■ **Task prompt**:
The records follow. Retype them without a single change.

Dataset entries
□ □ □ □ □

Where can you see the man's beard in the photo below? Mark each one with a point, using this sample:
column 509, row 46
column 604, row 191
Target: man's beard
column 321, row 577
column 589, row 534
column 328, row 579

□ □ □ □ □

■ **Expected answer**:
Where can you see the man's beard in the photo below? Mark each one with a point, using this sample:
column 509, row 46
column 604, row 191
Target: man's beard
column 321, row 577
column 589, row 534
column 328, row 579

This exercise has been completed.